### Exercise:
Each entry should be restated word for word, with all pictures left out.
* * * * *
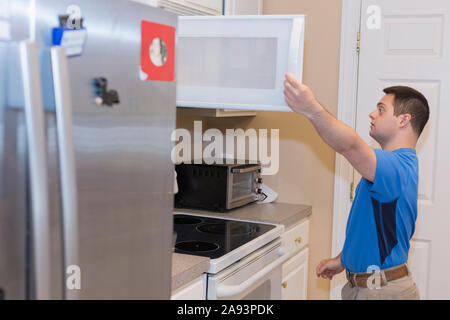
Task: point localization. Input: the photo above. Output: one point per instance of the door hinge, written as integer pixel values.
(352, 191)
(358, 42)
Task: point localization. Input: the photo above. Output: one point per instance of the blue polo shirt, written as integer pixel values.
(383, 214)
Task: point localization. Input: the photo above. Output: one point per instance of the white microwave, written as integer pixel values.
(237, 62)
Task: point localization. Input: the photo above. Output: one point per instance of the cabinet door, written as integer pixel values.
(295, 277)
(237, 62)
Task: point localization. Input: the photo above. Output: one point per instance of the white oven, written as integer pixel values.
(246, 257)
(255, 277)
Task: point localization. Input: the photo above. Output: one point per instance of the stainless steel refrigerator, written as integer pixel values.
(83, 183)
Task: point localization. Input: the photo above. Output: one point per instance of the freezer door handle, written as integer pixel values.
(34, 119)
(227, 291)
(63, 107)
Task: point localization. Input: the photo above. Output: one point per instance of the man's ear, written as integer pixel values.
(405, 119)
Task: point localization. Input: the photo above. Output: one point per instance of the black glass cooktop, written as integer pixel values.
(213, 237)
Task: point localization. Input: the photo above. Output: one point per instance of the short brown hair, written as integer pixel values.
(411, 101)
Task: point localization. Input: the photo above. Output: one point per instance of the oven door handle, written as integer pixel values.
(226, 291)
* * * * *
### Written solution:
Task: point localization. Input: the photo above. Output: one point per instance of the door hinge, written as integer pixel values.
(352, 191)
(358, 42)
Task: point localization. Input: the photo above. Output: one point per instance of the blue polo shirt, written as integer pixel values.
(383, 214)
Task: point localization. Input: the photo above. Output: one point per instance of the white microwave, written as integer pixel values.
(237, 62)
Task: point localization. Input: the photo above. Output: one point per instance of the cabinet door, written as integer pixel values.
(295, 277)
(237, 62)
Task: point localization. Input: the photo above. Output: one point per instance of the white oven, written as integer pixel values.
(246, 257)
(255, 277)
Task: point localization. Input: the photo above. Output: one point per instance of the stainless steel refrigerator, written as integer pixel values.
(83, 183)
Task: point localization. Input: the photo above. Output: one point per instance of the freezer door handle, written as integer pixel values.
(34, 119)
(227, 291)
(63, 107)
Task: point localization. Input: the photo above. Output: one point per instance of the man's ear, written as integer pixel values.
(405, 119)
Task: point localization. Input: the photo above. Output: one point per instance of the black glass cooktop, written as integer pixel values.
(213, 237)
Task: point localization. Input: the photo above. Output: one point per instance of the short brown hair, written as integer pixel values.
(411, 101)
Task: point localization. Input: the photo above. Output: one point per instance of the oven door handle, written as integer pixel values.
(226, 291)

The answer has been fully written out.